(Exercise prompt): Using the page text on the Gujjar reservation proposal, explain in one to three sentences why the Rajasthan government would send the bill for inclusion in the 9th Schedule to the Constitution.

(Page text):
* start *

It has been widely reported in media that the eight-day-long Gujjars’ agitation demanding reservation for the community has ended after the Rajasthan government agreed to introduce a bill ensuring 5% quota for Gujjars outside the limit of 50% overall reservation in government-run institutions. Gujjars would be given reservation as ‘Specially Backward Classes’ under a separate bill. Moreover, Rajasthan Government has also reportedly agreed to bring a separate bill for 14% reservation to “Economically Backward Classes” beyond the 50% limit. It is reported that the state government would pass the bill in the cabinet and the state assembly and then send it for inclusion in the 9th Schedule to the Constitution to ensure that such reservations remain safe and protected from judicial scrutiny. However, I am of the considered opinion that the above proposal of Rajasthan Government is absolutely unconstitutional for the reasons mentioned below.
Presuming that, at present, reservations in Rajasthan are at 49%, if a separate reservation limit of 5% is introduced for the Gujjar community, as reported, the extent of reservations in Rajasthan will go up to 54%; and if another 14% reservation is provided to the economically backward classes, as reported, the total reservation will become approximately 68%. Thus, in either case, the extent of reservations will go beyond 50% which is the maximum permissible under the Constitution as interpreted by the Supreme Court.
Reservations cannot exceed 50%
Let me first point out that Article 15(4) and Article 16(4) of the Constitution are the basic provisions that deal with reservations and are reproduced below:
“15(4). Nothing in this article or in clause (2) of Article 29 shall prevent the State from making any special provision for the advancement of any socially and educationally backward classes of citizens or for the Scheduled Castes and the Scheduled Tribes.”
“16(4). Nothing in this article shall prevent the State from making any provision for the reservation of appointments or posts in favour of any backward class of citizens which, in the opinion of the State, is not adequately represented in the services under the State.”
Let me now refer to some judgments of the Supreme Court which mandate that reservations cannot generally exceed 50%.
In the case of M.R. Balaji v. State of Mysore, AIR 1963 SC 649 : 1963 Supp (1) SCR 439, a 5-judge Constitution bench of the Supreme Court held as under:
“31. …if a provision which is in the nature of an exception completely excludes the rest of the society, that clearly is outside the scope of Art. 15(4). It would be extremely unreasonable to assume that in enacting Art. 15(4) the Constitution intended to provide that where the advancement of the Backward Classes or the Scheduled Castes and Tribes was concerned, the fundamental rights of the citizens constituting the rest of the society were to be completely and absolutely ignored.”

* end *

(Data lines):
* start *

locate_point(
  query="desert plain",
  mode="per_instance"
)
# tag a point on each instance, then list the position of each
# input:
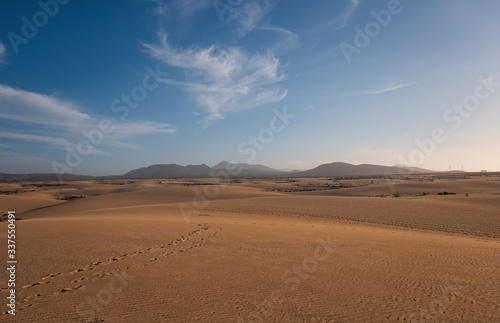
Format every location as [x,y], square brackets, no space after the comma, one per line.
[255,250]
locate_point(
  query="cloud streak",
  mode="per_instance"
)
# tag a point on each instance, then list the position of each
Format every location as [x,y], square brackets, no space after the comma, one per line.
[222,79]
[3,52]
[387,89]
[60,123]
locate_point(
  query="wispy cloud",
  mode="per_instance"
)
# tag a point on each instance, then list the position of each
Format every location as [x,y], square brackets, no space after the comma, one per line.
[250,14]
[340,21]
[386,89]
[345,17]
[3,52]
[58,122]
[223,79]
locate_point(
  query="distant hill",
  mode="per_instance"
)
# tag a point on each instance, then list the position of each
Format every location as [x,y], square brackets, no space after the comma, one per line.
[248,170]
[242,170]
[344,169]
[169,171]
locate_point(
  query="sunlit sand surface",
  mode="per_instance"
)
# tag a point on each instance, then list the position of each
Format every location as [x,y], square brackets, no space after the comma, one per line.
[258,250]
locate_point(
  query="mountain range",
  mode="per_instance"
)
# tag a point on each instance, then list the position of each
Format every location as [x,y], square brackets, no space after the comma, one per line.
[225,168]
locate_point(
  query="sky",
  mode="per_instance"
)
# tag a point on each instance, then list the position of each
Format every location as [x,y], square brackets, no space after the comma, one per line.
[103,87]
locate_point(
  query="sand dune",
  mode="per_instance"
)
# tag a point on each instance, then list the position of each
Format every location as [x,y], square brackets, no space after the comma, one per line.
[123,252]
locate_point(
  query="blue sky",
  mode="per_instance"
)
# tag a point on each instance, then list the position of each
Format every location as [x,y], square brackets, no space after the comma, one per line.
[102,87]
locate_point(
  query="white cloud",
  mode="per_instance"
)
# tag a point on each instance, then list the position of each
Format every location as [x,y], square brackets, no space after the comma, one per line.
[223,79]
[250,14]
[389,88]
[340,21]
[59,122]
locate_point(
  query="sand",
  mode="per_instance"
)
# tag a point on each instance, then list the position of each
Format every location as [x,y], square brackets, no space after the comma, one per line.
[256,250]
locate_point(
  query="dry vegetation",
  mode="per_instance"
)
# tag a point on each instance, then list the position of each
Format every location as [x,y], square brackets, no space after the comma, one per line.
[248,252]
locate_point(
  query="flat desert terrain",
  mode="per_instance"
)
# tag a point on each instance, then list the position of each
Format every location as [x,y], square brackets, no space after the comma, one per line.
[255,250]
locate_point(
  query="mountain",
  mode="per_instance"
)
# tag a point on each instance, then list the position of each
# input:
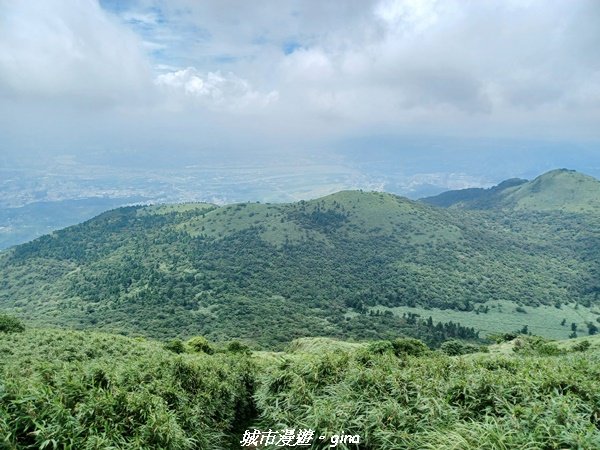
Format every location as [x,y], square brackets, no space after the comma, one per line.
[360,265]
[558,190]
[96,390]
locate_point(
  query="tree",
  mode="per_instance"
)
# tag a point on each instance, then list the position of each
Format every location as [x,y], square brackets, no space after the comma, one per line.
[10,324]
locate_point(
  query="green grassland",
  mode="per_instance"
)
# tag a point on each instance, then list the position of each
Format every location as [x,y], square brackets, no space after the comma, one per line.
[272,273]
[88,390]
[504,317]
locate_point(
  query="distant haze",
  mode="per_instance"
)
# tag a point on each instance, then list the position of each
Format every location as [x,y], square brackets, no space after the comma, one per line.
[394,95]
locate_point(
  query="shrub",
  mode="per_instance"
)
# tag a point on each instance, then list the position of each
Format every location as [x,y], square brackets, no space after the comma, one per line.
[409,346]
[582,346]
[200,344]
[380,347]
[10,324]
[176,346]
[238,347]
[457,348]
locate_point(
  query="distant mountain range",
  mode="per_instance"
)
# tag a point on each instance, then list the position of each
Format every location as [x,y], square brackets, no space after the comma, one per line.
[558,190]
[359,265]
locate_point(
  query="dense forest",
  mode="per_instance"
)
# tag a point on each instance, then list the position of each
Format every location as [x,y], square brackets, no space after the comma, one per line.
[339,266]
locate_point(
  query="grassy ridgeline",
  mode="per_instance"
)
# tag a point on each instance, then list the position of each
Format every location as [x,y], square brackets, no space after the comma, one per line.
[89,390]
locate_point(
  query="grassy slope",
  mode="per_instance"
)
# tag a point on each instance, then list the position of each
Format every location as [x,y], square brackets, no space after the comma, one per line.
[92,390]
[272,273]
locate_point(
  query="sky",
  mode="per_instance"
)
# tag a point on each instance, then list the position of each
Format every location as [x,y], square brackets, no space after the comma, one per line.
[232,79]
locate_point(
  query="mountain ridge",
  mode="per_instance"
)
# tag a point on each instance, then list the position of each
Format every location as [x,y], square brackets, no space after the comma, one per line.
[349,265]
[556,190]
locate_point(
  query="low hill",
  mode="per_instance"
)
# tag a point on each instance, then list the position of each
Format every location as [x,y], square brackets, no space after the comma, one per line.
[350,265]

* end *

(Exercise result): The government would send it there to ensure that the reservations remain safe and protected from judicial scrutiny. It would do so after passing the bill in the cabinet and the state assembly.